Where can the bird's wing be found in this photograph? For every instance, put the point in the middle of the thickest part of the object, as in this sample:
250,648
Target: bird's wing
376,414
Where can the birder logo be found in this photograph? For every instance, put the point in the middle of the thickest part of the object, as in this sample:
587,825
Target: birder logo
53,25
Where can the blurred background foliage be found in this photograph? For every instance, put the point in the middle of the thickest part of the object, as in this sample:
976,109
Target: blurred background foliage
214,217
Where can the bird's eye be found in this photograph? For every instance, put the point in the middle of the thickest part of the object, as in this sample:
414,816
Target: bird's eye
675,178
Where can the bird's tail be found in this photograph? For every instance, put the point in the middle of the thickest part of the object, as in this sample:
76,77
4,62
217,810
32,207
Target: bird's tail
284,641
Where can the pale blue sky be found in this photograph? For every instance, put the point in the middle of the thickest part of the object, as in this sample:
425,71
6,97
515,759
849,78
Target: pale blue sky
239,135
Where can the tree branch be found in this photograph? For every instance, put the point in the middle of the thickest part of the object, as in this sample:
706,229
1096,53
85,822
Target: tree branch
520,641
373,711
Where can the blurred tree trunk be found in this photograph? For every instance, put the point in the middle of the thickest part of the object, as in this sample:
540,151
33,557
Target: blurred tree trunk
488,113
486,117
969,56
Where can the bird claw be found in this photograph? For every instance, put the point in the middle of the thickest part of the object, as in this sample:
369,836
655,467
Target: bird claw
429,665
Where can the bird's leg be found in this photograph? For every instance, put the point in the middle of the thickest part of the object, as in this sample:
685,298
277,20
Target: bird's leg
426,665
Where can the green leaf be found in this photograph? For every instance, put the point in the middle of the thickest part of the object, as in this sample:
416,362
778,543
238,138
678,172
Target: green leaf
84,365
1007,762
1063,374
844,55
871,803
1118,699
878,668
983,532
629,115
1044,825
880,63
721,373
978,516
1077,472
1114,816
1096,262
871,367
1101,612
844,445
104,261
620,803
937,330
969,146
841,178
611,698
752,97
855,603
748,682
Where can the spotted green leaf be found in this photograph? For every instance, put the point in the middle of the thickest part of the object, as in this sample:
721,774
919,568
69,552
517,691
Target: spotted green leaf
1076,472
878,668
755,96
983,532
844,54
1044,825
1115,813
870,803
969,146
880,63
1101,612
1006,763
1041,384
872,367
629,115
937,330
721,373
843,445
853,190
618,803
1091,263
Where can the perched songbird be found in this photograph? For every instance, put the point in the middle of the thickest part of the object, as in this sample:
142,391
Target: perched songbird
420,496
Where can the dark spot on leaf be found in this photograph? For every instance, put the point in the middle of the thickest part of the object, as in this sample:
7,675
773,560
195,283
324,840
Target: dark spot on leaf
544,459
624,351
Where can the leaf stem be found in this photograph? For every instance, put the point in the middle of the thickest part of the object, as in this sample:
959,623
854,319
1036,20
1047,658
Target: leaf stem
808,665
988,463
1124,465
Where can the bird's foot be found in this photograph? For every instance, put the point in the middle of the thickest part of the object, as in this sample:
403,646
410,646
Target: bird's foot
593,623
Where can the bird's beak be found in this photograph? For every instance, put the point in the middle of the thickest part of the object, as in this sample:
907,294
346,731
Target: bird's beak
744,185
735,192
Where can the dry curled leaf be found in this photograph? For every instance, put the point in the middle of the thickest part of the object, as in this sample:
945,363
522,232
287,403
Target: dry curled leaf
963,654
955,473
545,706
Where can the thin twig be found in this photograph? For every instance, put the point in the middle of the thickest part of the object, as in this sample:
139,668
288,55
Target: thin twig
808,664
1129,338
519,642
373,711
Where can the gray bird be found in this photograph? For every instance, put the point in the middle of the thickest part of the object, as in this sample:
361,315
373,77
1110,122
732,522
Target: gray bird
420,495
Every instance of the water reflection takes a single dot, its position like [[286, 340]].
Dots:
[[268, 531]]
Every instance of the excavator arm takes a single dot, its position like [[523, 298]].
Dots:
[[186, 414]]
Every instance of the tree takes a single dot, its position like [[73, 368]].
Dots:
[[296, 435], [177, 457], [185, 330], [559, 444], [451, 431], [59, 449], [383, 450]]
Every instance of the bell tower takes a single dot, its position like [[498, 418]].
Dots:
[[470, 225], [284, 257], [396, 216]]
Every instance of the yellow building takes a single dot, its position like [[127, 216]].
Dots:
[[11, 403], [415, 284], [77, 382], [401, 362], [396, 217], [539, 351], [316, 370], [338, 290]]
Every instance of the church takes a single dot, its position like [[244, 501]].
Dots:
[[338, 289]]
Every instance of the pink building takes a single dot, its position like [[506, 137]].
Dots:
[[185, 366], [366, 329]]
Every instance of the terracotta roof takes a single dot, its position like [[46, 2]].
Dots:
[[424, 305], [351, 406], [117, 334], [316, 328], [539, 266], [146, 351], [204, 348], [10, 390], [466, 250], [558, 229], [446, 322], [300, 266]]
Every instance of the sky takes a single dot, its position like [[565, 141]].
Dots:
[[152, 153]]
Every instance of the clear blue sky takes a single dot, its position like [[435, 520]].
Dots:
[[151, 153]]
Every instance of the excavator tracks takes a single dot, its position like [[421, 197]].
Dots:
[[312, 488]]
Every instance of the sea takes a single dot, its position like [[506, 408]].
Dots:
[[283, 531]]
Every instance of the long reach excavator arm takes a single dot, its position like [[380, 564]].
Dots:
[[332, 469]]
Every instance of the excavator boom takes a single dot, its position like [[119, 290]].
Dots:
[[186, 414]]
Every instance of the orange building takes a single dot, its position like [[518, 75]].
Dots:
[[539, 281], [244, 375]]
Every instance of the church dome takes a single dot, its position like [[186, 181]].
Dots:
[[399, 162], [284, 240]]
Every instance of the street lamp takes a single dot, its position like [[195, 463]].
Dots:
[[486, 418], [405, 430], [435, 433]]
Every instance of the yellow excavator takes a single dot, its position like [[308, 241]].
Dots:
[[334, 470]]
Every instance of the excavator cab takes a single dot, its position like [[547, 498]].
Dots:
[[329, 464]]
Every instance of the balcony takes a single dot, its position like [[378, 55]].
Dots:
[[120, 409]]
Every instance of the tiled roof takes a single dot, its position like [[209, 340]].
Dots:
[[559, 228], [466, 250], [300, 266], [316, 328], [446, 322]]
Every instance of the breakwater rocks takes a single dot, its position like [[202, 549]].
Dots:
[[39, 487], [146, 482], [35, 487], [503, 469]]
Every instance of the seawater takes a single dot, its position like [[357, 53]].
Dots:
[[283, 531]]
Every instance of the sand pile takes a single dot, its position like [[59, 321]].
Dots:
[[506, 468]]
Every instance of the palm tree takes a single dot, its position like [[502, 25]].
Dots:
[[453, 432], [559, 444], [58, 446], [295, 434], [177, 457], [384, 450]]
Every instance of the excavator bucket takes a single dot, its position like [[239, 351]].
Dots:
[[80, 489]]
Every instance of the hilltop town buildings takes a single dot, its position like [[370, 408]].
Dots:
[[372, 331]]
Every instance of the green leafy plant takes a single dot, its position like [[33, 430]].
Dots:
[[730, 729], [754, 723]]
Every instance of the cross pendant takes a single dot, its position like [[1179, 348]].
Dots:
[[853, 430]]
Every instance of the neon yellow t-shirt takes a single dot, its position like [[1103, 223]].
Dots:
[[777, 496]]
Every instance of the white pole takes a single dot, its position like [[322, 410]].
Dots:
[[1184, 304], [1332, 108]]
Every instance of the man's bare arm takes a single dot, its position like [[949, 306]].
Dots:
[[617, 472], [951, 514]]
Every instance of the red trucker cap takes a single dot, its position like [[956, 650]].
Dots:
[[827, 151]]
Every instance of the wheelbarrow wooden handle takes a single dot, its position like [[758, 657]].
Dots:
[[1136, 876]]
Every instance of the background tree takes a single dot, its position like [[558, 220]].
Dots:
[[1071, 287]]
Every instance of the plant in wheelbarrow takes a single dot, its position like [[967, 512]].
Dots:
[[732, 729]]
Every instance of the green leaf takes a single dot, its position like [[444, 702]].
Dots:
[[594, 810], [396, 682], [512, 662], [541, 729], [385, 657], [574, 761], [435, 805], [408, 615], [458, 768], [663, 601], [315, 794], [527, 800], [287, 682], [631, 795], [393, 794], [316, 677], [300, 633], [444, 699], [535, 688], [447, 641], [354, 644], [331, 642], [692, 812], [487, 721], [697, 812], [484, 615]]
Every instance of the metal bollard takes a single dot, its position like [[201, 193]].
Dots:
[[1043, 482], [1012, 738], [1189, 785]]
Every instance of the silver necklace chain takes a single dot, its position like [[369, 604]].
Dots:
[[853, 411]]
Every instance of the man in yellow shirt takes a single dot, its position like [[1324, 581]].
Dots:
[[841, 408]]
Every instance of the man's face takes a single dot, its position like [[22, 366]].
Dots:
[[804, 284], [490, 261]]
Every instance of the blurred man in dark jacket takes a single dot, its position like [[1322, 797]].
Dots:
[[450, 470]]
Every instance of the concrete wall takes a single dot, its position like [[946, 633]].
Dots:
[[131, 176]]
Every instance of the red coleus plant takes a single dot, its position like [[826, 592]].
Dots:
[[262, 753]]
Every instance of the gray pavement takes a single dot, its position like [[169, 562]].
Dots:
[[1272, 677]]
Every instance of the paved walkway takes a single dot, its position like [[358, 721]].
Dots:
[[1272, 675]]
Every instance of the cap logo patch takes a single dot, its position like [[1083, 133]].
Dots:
··········
Count the lines in the material above where the word "excavator" occurs, and reply with nothing but the number.

◆ **EXERCISE SOLUTION**:
7